- INSTRUÇÕES DA TAREFA
Copie todas as entradas abaixo, linha por linha, sem alterar nenhum caractere.

- ENTRADAS FORNECIDAS
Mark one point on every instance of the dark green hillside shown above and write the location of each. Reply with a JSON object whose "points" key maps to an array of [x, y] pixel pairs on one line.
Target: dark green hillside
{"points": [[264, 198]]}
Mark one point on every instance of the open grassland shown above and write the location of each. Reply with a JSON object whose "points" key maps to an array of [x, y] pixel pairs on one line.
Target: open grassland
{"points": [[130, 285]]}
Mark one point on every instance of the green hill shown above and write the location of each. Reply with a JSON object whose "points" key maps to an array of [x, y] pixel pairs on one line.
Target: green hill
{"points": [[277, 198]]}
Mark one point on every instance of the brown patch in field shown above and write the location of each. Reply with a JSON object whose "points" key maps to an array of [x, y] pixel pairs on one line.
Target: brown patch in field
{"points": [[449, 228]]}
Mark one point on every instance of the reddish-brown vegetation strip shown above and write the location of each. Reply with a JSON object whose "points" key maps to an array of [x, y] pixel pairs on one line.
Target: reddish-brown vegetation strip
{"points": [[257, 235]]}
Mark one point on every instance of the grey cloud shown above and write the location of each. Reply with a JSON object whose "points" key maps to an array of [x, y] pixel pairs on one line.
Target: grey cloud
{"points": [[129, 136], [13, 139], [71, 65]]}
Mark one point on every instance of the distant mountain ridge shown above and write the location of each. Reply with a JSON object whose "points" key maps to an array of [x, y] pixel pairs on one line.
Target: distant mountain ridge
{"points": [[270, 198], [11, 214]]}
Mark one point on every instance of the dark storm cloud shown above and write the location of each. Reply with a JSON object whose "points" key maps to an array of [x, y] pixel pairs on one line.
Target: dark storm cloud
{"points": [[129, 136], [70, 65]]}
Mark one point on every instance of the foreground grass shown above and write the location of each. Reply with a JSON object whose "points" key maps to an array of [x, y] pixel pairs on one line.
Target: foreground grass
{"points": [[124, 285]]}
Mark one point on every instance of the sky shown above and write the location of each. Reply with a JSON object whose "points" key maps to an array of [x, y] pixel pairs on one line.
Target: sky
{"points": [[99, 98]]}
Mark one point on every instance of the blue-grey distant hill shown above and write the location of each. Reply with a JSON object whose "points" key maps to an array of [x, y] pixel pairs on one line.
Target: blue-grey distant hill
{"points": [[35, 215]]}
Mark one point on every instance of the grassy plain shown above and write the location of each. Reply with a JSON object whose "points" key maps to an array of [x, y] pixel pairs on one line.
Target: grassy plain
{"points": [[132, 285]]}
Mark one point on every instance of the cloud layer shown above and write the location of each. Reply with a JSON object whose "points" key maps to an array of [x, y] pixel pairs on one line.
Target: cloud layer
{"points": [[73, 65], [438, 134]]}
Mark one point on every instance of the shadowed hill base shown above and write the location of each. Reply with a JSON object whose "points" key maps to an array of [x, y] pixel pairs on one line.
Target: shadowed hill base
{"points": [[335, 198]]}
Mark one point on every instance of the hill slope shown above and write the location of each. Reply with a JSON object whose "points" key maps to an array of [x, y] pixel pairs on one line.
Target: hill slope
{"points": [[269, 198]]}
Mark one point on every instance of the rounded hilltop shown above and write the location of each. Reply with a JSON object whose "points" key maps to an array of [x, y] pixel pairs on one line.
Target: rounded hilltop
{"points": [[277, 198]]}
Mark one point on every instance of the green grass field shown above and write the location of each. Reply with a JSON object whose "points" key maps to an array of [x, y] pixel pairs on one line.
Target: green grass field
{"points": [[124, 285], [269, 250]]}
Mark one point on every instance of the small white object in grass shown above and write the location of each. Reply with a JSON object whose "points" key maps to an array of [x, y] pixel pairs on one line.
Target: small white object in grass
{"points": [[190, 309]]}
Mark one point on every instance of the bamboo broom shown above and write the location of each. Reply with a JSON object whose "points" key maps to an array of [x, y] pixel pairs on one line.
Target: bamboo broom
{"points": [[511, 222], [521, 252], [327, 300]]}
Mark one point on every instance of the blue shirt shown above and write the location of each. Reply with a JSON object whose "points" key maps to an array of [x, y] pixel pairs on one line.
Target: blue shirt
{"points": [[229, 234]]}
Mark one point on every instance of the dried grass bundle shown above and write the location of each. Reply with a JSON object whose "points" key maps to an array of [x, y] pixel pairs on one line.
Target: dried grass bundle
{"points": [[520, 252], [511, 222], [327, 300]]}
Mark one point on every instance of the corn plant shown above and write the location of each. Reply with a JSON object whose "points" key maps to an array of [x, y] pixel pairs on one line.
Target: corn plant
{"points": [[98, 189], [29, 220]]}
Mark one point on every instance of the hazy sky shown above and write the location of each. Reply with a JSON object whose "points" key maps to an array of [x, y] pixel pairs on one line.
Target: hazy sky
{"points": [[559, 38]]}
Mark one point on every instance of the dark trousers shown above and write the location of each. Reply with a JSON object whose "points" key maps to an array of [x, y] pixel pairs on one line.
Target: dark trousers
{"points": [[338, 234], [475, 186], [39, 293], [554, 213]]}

- SOLUÇÃO DO EXERCÍCIO
Mark one point on every instance of the dark green hillside shown above and write the location of each. Reply with a JSON object whose "points" key maps to an array of [x, y] pixel pairs on one line.
Target: dark green hillside
{"points": [[264, 198]]}
Mark one point on every instance of the open grassland shown above and write the location of each. Reply with a JSON object whose "points" key maps to an array of [x, y] pixel pairs on one line.
Target: open grassland
{"points": [[130, 285]]}
Mark one point on every instance of the green hill shown above and write the location of each. Reply with a JSON object whose "points" key maps to an array of [x, y] pixel pairs on one line.
Target: green hill
{"points": [[277, 198]]}
Mark one point on every instance of the brown patch in field shown above and write the location of each. Reply with a JSON object whose "points" key maps to an array of [x, y] pixel pairs on one line.
Target: brown patch in field
{"points": [[449, 228]]}
Mark one point on every instance of the reddish-brown vegetation strip shown above and write the location of each. Reply with a JSON object whose "points" key maps to an array of [x, y] pixel pairs on one line.
Target: reddish-brown vegetation strip
{"points": [[257, 235]]}
Mark one point on every instance of the grey cloud shown above and write the location of each. Reply with a JSON object whose "points" key maps to an array of [x, y] pixel pairs on one line.
Target: grey cloud
{"points": [[129, 136], [13, 139], [71, 65]]}
Mark one point on every instance of the distant mountain ridge shown above and write the location of each. Reply with a JSON object whose "points" key maps to an array of [x, y] pixel pairs on one line.
Target: distant mountain ridge
{"points": [[270, 198], [11, 214]]}
Mark one point on every instance of the dark storm cloud shown above and write the location of each. Reply with a JSON object whose "points" key maps to an array of [x, y] pixel pairs on one line.
Target: dark storm cloud
{"points": [[129, 136], [70, 65]]}
Mark one point on every instance of the foreground grass shown above and write the location of each. Reply with a JSON object whose "points" key maps to an array of [x, y] pixel pairs on one line.
Target: foreground grass
{"points": [[124, 285]]}
Mark one point on every instance of the sky shown above and write the location of each. Reply with a JSON object whose "points" key maps to an array of [x, y] pixel pairs on one line.
Target: sky
{"points": [[99, 98]]}
Mark one point on every instance of the blue-grey distant hill shown above and write the location of each. Reply with a JSON object whose "points" key maps to an array of [x, y] pixel pairs on one line.
Target: blue-grey distant hill
{"points": [[35, 215]]}
Mark one point on every instance of the grassy plain shown above and write the location of each. Reply with a JSON object whose "points" key maps to an array of [x, y] pixel pairs on one line.
Target: grassy plain
{"points": [[132, 285]]}
Mark one point on every instance of the cloud layer shown above and write the location of each. Reply with a JSON object whose "points" key maps to an array of [x, y] pixel pairs on one line.
Target: cloud layer
{"points": [[73, 65], [438, 134]]}
Mark one point on every instance of the shadowed hill base shown above and write the location of each. Reply with a JSON object whose "points" key maps to an array of [x, y] pixel pairs on one line.
Target: shadowed hill base
{"points": [[335, 198]]}
Mark one point on every instance of the hill slope shown above and write the location of each. Reply with a JSON object whose "points" key maps to an array of [x, y] pixel pairs on one line.
Target: hill slope
{"points": [[269, 198]]}
Mark one point on every instance of the rounded hilltop shown above and write the location of each. Reply with a JSON object whose "points" key maps to an array of [x, y] pixel pairs on one line.
Target: rounded hilltop
{"points": [[277, 198]]}
Mark one point on every instance of the green grass field shown above and write the location of each. Reply with a JSON object whose "points" key maps to an array of [x, y] pixel pairs on one line.
Target: green grass field
{"points": [[124, 285], [269, 250]]}
Mark one point on every instance of the small white object in grass shown above and write the location of each. Reply with a JSON object whose "points" key maps to an array of [x, y] pixel pairs on one line.
Target: small white object in grass
{"points": [[190, 309]]}
Mark one point on every instance of the bamboo broom shown above and write the location of each. Reply with a JSON object whose "points" key maps to an array of [x, y] pixel pairs on one line.
Target: bamboo broom
{"points": [[511, 222], [521, 252], [327, 300]]}
Mark one point on every instance of the blue shirt shown above and write the location of each. Reply with a JSON object whose "points" key maps to an array of [x, y] pixel pairs on one line.
Target: blue shirt
{"points": [[229, 234]]}
Mark one point on every instance of the dried grass bundle shown above and write the location of each. Reply with a JSON object whose "points" key maps to an array of [x, y] pixel pairs on one line.
Target: dried grass bundle
{"points": [[520, 252], [511, 222], [327, 300]]}
Mark one point on every instance of the corn plant shown above and write the location of each. Reply with a JSON object whose "points" key maps to an array of [x, y] pixel pairs on one line.
Target: corn plant
{"points": [[98, 189], [29, 220]]}
Mark one point on every instance of the hazy sky shown above and write the location of each. Reply with a JSON object whose "points" key maps to an array of [x, y] pixel pairs on one line.
Target: hazy sky
{"points": [[559, 38]]}
Mark one point on every instance of the dark trousers shown above and write the location of each. Reply with a JSON object whose "points" key maps to an array of [x, y] pixel pairs on one line.
Target: dark trousers
{"points": [[338, 234], [475, 186], [39, 293], [554, 213]]}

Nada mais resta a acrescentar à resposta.